Wann werden Kinder genauso geschützt wie Abgeordnete?
Heute hat der Bundestag angesichts der ins Unermessliche steigenden Infektionszahlen die Präsenzpflicht im eigenen Haus aufgehoben. Dies dient vermutlich der Sicherheit und dem Gesundheitsschutz der Abgeordneten, von denen jede und jeder, die das wünschen, inzwischen geboostert sind.
Gleichzeitig werden in vielen Bundesländern, darunter Bayern, Kinder gezwungen, sich täglich einem sehr hohen Ansteckungsrisiko auszusetzen. Von den Kindern unter 12 Jahren haben die meisten noch keine einzige Impfdosis erhalten, es gibt in den wenigsten Klassenzimmern Luftfilter und Masken werden nicht durchgängig getragen.
Es entsteht der Eindruck, dass die Gesundheit von Abgeordneten mehr wert ist als die Gesundheit von Kindern. Auch, wenn das Risiko für einen schweren Verlauf mit Krankenhausbehandlung bei Kindern im Promillebereich liegt, wissen wir noch viel zu wenig über die Langzeitfolgen einer Infektion, um bei einer ganze Generation in Kauf zu nehmen.
Sehr geehrte Frau B.,
Sie beziehen sich wahrscheinlich darauf, dass der Ältestenrat des Deutschen Bundestags Ende Januar die Präsenzpflicht für den Dienstag einer Sitzungswoche aufgehoben hat, um Infektionen einzudämmen. Zur Erläuterung: Normalerweise besteht eine Pflicht für Abgeordnete, von Dienstag bis Freitag täglich in einer Liste per Unterschrift ihre Anwesenheit zu bestätigen. Da am Dienstag grundsätzlich nur fraktionsinterne Treffen stattfinden und keine Sitzung des Plenums, wurde entschieden, zumindest an diesem Tag die Möglichkeit von Sitzungen per Videoschalten zu ermöglichen - je nach Fraktion wird dann neben der persönlichen Pflicht zur Anwesenheit auch die Möglichkeit zur digitalen Teilnahme erlaubt. An den Plenartagen jedoch herrschte und herrscht während der gesamten Pandemie auch weiterhin Präsenzpflicht. Eine Abgeordnete kann nun mal nicht aus dem Homeoffice abstimmen.

────────────────────

*Aufgaben*
a) Schreiben Sie aus dem Text zur Präsenzpflicht den Abschnitt von „Wann werden Kinder“ bis „inzwischen geboostert sind.“ wortgetreu ab.
b) Welches Gremium hat laut dem Text zur Präsenzpflicht Ende Januar die Präsenzpflicht für den Dienstag einer Sitzungswoche aufgehoben?

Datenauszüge
────────────────────

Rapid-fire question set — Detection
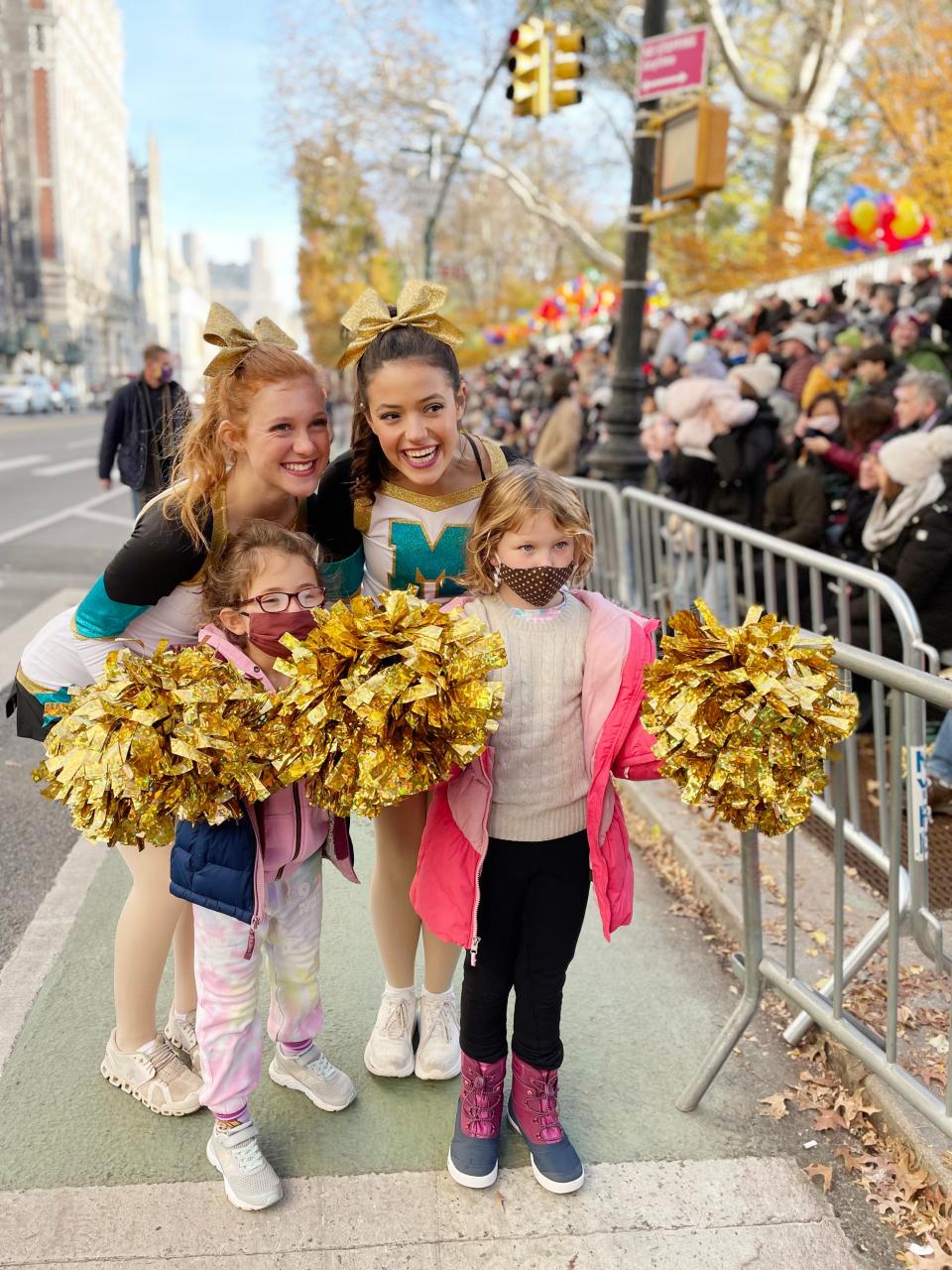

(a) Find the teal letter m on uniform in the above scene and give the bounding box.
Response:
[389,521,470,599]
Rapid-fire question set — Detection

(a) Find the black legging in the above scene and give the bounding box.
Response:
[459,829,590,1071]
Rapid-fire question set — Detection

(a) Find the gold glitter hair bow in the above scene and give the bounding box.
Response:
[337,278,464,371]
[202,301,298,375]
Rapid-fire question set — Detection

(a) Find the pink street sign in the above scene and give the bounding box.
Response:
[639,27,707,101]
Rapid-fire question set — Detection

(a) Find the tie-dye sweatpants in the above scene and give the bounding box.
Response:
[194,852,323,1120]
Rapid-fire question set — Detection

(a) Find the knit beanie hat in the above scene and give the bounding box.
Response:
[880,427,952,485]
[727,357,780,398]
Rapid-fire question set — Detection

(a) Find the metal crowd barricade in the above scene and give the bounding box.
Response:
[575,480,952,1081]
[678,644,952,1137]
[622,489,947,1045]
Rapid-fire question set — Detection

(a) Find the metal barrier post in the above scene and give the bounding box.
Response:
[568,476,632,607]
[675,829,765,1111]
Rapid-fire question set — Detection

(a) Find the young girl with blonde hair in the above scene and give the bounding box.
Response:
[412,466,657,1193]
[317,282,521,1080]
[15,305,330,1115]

────────────────────

*Lösungen*
a)
Wann werden Kinder genauso geschützt wie Abgeordnete?
Heute hat der Bundestag angesichts der ins Unermessliche steigenden Infektionszahlen die Präsenzpflicht im eigenen Haus aufgehoben. Dies dient vermutlich der Sicherheit und dem Gesundheitsschutz der Abgeordneten, von denen jede und jeder, die das wünschen, inzwischen geboostert sind.

b) Der Ältestenrat des Deutschen Bundestags.